SOURCE DATA:
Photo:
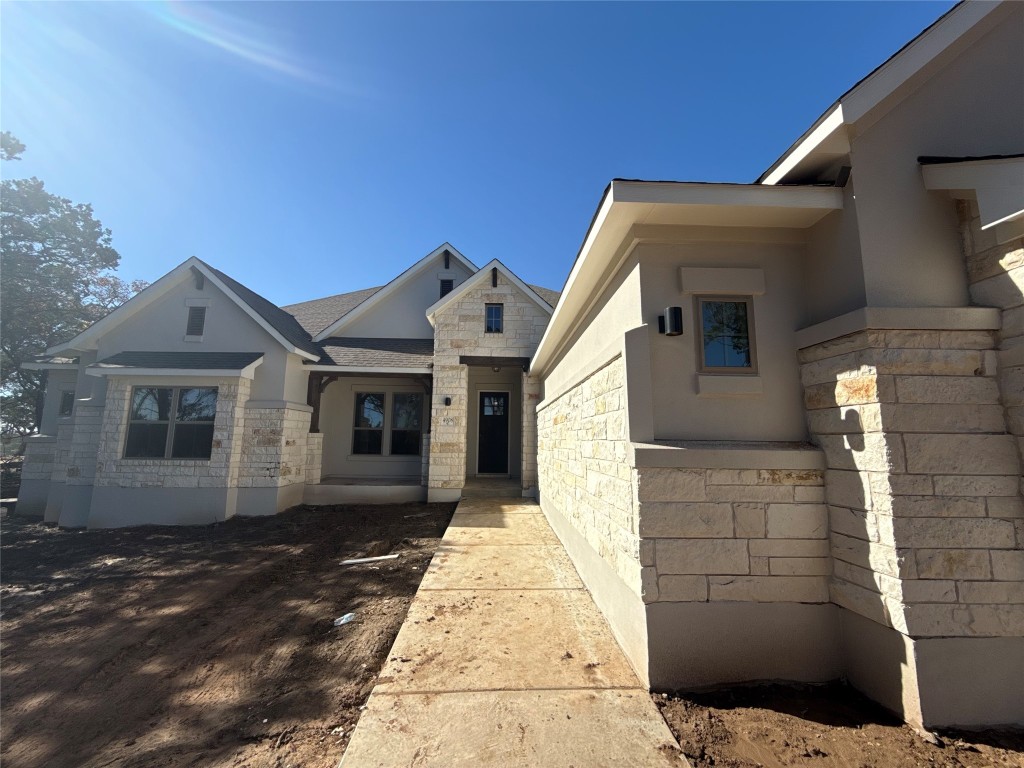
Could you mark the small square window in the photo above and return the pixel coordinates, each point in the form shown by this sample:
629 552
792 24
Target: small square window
494 318
197 321
368 432
726 334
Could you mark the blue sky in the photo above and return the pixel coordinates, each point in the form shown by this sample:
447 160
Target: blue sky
311 148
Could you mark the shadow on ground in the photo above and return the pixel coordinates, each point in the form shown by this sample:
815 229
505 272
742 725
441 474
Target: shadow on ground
213 645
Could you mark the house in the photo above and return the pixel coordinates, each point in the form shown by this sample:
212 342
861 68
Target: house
782 422
777 426
199 398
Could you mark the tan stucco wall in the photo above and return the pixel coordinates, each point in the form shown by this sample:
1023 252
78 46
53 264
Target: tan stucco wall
907 235
459 330
683 410
228 329
401 315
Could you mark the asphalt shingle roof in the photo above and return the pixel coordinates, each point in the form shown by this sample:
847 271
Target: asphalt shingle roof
197 360
281 321
380 352
316 314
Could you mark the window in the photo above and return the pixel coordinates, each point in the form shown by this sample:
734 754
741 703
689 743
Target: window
407 409
494 318
368 435
171 423
402 422
726 334
197 321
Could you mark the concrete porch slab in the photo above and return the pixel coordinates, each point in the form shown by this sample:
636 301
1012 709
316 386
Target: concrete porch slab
544 729
485 566
499 529
504 640
504 659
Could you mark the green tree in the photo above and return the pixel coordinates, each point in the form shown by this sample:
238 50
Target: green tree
55 280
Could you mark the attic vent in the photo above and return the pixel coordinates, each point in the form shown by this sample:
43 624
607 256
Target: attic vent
197 321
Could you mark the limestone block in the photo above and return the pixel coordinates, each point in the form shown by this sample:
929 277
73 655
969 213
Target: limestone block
682 588
666 520
763 494
992 592
937 506
946 389
937 532
962 454
788 547
769 589
1008 565
797 521
701 556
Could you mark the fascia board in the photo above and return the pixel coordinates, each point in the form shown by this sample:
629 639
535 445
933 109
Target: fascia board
368 371
477 278
87 339
256 316
382 295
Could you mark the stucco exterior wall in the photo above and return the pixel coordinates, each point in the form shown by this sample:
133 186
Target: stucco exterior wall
971 108
693 406
402 314
459 330
336 421
995 275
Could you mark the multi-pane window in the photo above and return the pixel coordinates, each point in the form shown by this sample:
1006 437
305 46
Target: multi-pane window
402 423
171 423
494 318
197 321
726 339
407 410
368 435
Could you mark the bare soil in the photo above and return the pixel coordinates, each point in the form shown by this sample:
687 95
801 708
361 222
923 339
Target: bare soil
202 646
821 726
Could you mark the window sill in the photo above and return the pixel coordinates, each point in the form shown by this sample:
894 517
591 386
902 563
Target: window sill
725 385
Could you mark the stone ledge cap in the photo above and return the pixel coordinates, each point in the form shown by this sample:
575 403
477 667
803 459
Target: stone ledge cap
901 318
728 455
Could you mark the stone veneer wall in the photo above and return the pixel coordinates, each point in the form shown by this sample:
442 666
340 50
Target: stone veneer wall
995 273
273 446
733 535
923 481
459 331
221 470
585 470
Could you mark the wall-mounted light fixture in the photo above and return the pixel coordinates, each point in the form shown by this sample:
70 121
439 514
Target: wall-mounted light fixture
671 324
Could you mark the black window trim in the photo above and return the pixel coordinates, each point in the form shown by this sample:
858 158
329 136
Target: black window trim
501 318
172 414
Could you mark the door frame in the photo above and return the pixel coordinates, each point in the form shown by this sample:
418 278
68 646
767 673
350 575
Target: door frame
508 448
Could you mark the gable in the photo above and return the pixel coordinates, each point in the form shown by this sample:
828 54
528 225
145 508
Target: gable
397 310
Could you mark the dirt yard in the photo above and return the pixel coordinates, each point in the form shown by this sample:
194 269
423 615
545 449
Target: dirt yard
202 646
821 726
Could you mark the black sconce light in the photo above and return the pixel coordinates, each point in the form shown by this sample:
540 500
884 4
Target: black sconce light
671 324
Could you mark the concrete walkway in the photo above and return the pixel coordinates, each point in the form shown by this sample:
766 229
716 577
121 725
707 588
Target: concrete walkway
505 660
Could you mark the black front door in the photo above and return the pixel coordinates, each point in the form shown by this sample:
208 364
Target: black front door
493 452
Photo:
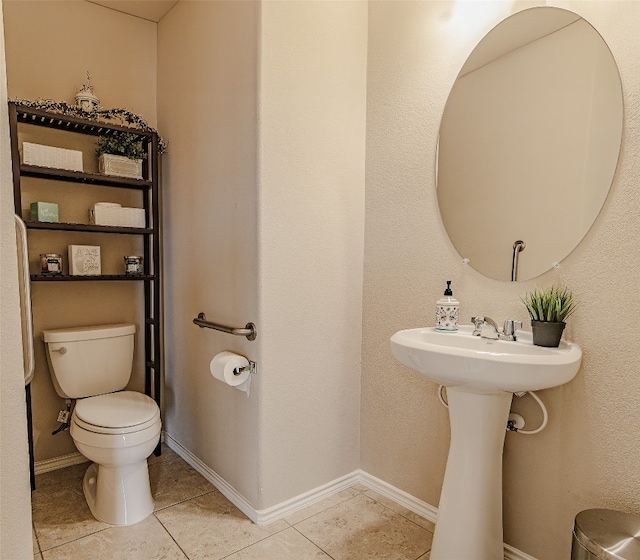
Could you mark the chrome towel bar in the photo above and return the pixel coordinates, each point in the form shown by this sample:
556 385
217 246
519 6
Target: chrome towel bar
249 330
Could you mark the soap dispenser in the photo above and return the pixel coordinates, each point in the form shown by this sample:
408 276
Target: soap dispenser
447 311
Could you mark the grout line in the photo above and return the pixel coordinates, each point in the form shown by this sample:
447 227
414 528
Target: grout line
171 536
185 500
43 550
315 544
399 513
256 542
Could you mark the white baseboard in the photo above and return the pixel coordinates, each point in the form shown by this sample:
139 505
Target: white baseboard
59 462
423 509
273 513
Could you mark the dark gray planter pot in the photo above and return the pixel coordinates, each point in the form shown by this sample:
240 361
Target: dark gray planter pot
546 333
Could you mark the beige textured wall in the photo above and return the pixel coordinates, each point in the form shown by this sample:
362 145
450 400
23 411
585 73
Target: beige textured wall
120 53
15 506
207 109
588 455
311 216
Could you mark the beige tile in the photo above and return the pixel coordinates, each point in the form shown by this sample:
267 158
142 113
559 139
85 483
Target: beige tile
316 508
210 527
285 545
361 529
146 540
62 515
173 481
410 515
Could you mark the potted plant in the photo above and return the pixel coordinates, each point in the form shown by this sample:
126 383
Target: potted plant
121 154
548 309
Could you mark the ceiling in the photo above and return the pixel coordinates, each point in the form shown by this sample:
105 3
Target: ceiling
153 10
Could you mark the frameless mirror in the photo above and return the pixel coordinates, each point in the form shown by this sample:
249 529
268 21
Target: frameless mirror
529 142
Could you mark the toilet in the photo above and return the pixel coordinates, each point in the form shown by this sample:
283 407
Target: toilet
117 430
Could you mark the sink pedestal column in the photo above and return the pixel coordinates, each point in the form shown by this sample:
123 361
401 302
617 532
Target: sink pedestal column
469 523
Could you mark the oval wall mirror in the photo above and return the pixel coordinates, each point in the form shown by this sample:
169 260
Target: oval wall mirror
529 142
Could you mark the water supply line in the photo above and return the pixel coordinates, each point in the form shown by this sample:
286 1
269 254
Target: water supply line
510 425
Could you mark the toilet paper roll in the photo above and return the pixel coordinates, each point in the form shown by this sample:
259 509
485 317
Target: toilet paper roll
224 365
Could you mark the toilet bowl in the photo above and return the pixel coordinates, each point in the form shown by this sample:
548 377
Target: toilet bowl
115 429
116 486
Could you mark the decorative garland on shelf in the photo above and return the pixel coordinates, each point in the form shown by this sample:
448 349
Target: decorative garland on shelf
124 116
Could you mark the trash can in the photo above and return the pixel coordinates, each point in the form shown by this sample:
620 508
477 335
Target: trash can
606 534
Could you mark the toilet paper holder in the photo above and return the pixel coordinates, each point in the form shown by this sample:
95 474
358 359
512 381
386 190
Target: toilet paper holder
252 367
249 330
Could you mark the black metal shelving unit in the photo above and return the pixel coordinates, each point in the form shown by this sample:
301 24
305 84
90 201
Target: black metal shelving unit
151 234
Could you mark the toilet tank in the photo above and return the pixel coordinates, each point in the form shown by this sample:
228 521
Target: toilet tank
87 361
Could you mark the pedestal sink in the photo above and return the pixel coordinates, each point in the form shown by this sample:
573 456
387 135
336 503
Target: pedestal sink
481 376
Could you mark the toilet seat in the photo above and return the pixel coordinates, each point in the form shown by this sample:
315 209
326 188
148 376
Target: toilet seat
123 412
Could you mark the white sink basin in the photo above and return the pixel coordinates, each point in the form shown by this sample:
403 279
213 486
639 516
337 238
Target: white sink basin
481 365
481 376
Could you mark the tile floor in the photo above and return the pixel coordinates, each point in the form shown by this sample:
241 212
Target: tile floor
194 521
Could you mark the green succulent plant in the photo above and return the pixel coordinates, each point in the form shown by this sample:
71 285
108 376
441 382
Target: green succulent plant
122 144
552 304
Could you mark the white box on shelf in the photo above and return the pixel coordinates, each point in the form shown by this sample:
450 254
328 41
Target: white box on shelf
84 260
132 217
112 214
105 214
120 166
50 156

DIRECTIONS:
Give back exactly the lines from the one containing "Could you mark the green succulent" through the end of the listing above, with both ends included and nothing added.

ANSWER:
Could you mark the green succulent plant in the photo above and return the pixel coordinates, each point in the form shown by this sample:
71 285
108 376
441 382
Target: green succulent plant
122 144
552 304
Could you mark the white box on shelf in the photo above and return the pixel coordinates, each point in the form shown by this sample:
450 254
328 41
Target: white box on shelf
84 260
132 217
112 214
105 214
120 166
50 156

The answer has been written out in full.